■ **BRANO SCELTO**

◆ ◆ ◆ ◆ ◆ ◆ ◆

Omelia nel Pellegrinaggio diocesano a S. Maria di Oropa 6 Agosto 2022

06-08-2022

Omelia nel Pellegrinaggio diocesano a S. Maria di Oropa

6 Agosto 2022

Carissimi Fratelli e Sorelle, sia lodato Gesù Cristo!

1. Il Pellegrinaggio annuale della nostra Diocesi alla Casa di Maria, Regina di Oropa, venerata con diversi titoli in non pochi santuari della nostra Diocesi – e tra essi oggi vorrei ricordare, in particolare, quello di Ozegna che si appresta a celebrare i 400 anni della apparizione della Vergine Santa, il 21 giugno 1623 – è un momento grande e atteso: siamo qui a offrire alla Madre di Cristo e della Chiesa tutto ciò che abbiamo vissuto nell’anno pastorale ormai terminato e per affidare a Lei i passi che compiremo in quello che inizia, chiedendo alla Sua intercessione che sia davvero nuovo: non un altro anno, che automaticamente succede a quello passato, ma un anno che è nuovo se nuovi vogliamo diventare noi, nella consapevolezza che ciò che ci fa nuovi non sono i nostri programmi, le nostre iniziative, che pure non mancheranno, ma la fedeltà rinnovata di ognuno di noi, Pastori e Fedeli, a Gesù Cristo: fedeltà non in astratto, ma nel vivere e nell’operare, nel riconoscere a Lui il primo posto nella nostra vita di ogni giorno, nel nostro modo di pensare e di valutare la realtà; non in un vago ricordo di Lui, ma nella adesione al Signore nel vivere il nostro Battesimo, la S. Cresima che abbiamo ricevuto, l’Eucaristia celebrata nella S. Messa domenicale, il perdono dei peccati che riceviamo nel Sacramento della Confessione, i momenti della preghiera e dell’ascolto della Parola di Dio, il vivere relazioni fraterne tra noi, nelle nostre comunità, con lealtà e con la grande pazienza che esse richiedono… 

Questo rinnovamento nel vivere un vero rapporto con Gesù Cristo, che cambia il nostro cuore e il nostro sguardo, non solo riempie di valore e di senso la nostra vita personale, ma è anche il nostro contributo principale alla missione, all’annuncio del Vangelo; ed è il più grande servizio che possiamo rendere alla nostra società confusa e smarrita, annaspante spesso nel buio e nell’incertezza perché ha smarrito i saldi fondamenti addirittura del vivere umano, e proprio per questo mostra un volto triste che le maschere, con cui si cerca di coprire il volto sfigurato, non riescono a nascondere… “L’uomo nella sua umanità muore”, ammoniva san Giovanni Paolo II: “nella sua umanità”, cioè nella sua realtà di creatura umana… E i segni di questa morte sono evidenti ed impressionanti. Come un albero che secca perché gli sono tagliate le radici…     

  Nella nostra vita di cristiani, di appartenenti a Gesù Cristo, le opere, le iniziative, il fare e il darsi da fare sono necessari, ma al primo posto c’è il rapporto con Lui, l’appartenenza a Lui che ci dice: “Senza di me non potete far nulla”. I tralci portano frutto solo se rimangono nella vite, così le nostre opere sono vere se nascono da questo rapporto!

◆ ◆ ◆ ◆ ◆ ◆ ◆

■ **RIGHE DEL DATASET**
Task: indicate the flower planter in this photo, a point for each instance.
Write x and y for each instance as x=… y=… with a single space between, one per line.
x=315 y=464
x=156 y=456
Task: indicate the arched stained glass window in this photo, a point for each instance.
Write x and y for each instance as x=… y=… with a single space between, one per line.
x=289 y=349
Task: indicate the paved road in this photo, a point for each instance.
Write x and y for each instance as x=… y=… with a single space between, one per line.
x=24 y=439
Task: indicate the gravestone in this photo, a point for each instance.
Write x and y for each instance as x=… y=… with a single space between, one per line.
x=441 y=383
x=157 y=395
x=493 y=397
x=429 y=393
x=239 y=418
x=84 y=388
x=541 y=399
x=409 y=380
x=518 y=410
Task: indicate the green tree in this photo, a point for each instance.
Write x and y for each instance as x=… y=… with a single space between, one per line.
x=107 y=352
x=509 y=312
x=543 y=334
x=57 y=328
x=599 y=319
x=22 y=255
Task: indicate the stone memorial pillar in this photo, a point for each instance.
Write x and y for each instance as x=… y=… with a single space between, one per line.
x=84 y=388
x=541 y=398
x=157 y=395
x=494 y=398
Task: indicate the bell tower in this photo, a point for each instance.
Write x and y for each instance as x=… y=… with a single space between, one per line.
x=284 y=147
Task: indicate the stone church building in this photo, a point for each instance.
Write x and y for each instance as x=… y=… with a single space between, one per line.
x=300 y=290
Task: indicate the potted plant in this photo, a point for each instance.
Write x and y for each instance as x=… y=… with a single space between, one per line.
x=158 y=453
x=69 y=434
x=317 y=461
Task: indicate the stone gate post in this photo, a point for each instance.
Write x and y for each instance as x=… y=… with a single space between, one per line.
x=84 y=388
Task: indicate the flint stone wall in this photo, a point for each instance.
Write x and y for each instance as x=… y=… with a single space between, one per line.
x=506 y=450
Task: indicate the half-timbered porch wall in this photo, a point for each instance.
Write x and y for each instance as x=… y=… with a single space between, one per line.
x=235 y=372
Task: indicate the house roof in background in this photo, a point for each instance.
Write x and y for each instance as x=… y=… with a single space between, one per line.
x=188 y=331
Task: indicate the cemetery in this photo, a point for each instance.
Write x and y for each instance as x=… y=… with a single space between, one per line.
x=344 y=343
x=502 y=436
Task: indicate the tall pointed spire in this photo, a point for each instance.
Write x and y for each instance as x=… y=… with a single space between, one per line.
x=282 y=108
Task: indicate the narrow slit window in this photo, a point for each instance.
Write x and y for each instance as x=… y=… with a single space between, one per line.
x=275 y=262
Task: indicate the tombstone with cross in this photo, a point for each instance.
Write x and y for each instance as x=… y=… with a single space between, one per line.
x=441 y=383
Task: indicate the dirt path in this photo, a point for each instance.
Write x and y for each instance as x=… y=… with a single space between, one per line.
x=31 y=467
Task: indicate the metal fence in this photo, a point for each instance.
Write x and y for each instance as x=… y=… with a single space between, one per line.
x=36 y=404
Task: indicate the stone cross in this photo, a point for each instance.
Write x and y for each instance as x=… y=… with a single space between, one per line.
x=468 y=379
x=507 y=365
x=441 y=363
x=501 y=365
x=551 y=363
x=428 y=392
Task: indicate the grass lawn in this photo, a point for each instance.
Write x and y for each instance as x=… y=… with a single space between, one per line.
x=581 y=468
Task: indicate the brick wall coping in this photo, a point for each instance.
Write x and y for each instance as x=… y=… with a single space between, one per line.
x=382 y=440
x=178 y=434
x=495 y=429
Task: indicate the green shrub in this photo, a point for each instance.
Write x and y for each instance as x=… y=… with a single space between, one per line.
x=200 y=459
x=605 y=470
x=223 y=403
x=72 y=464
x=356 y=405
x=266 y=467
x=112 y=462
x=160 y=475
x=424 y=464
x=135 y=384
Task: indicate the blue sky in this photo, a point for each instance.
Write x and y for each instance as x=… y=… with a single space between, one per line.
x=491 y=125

◆ ◆ ◆ ◆ ◆ ◆ ◆

■ **ISTRUZIONI**
[1] Trascrivi dall'omelia di Oropa il passo che va da "Omelia nel Pellegrinaggio diocesano a S. Maria di Oropa 6" a "lodato Gesù Cristo!".
[2] Rispondi alle seguenti domande sull'omelia di Oropa.
(a) In quale data avvenne l'apparizione della Vergine ricordata per il santuario di Ozegna?
(b) A chi viene attribuita l'espressione "L'uomo nella sua umanità muore"?
(c) A quale condizione i tralci portano frutto?

■ **SOLUZIONI**
[1]
Omelia nel Pellegrinaggio diocesano a S. Maria di Oropa 6 Agosto 2022

06-08-2022

Omelia nel Pellegrinaggio diocesano a S. Maria di Oropa

6 Agosto 2022

Carissimi Fratelli e Sorelle, sia lodato Gesù Cristo!

[2]
(a) Il 21 giugno 1623.
(b) A san Giovanni Paolo II.
(c) Solo se rimangono nella vite.